Reproduce the material word for word, starting at the line containing "Expected: for every instance of the chair leg, the" and continuing through the line containing "[[286, 591]]", with both of those lines included.

───

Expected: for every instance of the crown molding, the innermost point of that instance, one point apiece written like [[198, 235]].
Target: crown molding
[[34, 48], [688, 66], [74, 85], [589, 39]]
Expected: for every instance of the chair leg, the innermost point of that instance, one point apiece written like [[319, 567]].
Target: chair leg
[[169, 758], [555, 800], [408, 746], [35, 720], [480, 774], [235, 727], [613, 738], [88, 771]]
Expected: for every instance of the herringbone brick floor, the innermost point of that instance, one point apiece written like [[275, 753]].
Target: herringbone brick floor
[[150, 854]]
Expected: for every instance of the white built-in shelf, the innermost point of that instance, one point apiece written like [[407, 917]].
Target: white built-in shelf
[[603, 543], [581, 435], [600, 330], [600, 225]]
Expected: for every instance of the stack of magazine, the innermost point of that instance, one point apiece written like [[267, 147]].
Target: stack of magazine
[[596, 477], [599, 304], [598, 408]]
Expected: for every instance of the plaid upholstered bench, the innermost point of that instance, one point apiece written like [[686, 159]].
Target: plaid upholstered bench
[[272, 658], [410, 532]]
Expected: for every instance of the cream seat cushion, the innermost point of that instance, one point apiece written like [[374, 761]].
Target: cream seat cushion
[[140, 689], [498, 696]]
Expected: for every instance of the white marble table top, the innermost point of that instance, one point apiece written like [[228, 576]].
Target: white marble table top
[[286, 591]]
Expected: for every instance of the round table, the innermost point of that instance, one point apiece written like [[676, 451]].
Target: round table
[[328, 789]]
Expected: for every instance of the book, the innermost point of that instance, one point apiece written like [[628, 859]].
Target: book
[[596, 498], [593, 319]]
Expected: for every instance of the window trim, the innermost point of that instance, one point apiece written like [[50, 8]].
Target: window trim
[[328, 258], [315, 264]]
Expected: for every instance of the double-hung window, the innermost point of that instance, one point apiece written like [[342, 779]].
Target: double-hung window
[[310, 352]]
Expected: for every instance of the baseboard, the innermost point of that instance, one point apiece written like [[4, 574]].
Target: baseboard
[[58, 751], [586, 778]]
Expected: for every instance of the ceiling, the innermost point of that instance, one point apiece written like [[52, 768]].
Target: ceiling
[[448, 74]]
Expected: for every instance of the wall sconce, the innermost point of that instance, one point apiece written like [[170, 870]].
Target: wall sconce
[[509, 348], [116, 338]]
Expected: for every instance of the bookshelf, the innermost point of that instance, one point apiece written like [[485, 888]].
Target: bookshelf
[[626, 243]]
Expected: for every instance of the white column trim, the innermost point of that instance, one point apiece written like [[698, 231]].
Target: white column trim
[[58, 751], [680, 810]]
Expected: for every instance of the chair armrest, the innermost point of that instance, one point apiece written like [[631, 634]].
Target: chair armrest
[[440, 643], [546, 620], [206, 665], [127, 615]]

───

### The output
Expected: for every instance of the chair leg, the innermost point of that instance, one point apiece written like [[319, 567]].
Target: chair leg
[[169, 758], [555, 800], [408, 746], [35, 720], [480, 774], [235, 727], [613, 738], [88, 771]]
Expected: for every instance of the herringbone brick floor, the innermost point of that instance, one point apiece written like [[275, 753]].
Target: herringbone brick floor
[[150, 854]]
Expected: for every instance of the white built-in shelf, the innermost point of that instance, one point apiece written like [[407, 917]].
Target: white built-in shelf
[[603, 543], [581, 435], [600, 330], [600, 225]]
Expected: for every instance of the stack of magazine, the innermost point of that instance, one point apiece written like [[267, 147]].
Target: stack of magazine
[[596, 477], [599, 304], [598, 408]]
Expected: for every instance of the plaid upholstered bench, the innermost point of that instance, one point apiece written like [[686, 159]].
Target: plaid upholstered bench
[[272, 658], [410, 532]]
Expected: for every instance of the cream seat cushion, the innermost point of that instance, one point apiece written like [[374, 761]].
Target: cream seat cushion
[[140, 689], [498, 696]]
Expected: for every instance of the white marble table top, the innermost point of that instance, one point apiece written like [[228, 576]].
Target: white marble table top
[[286, 591]]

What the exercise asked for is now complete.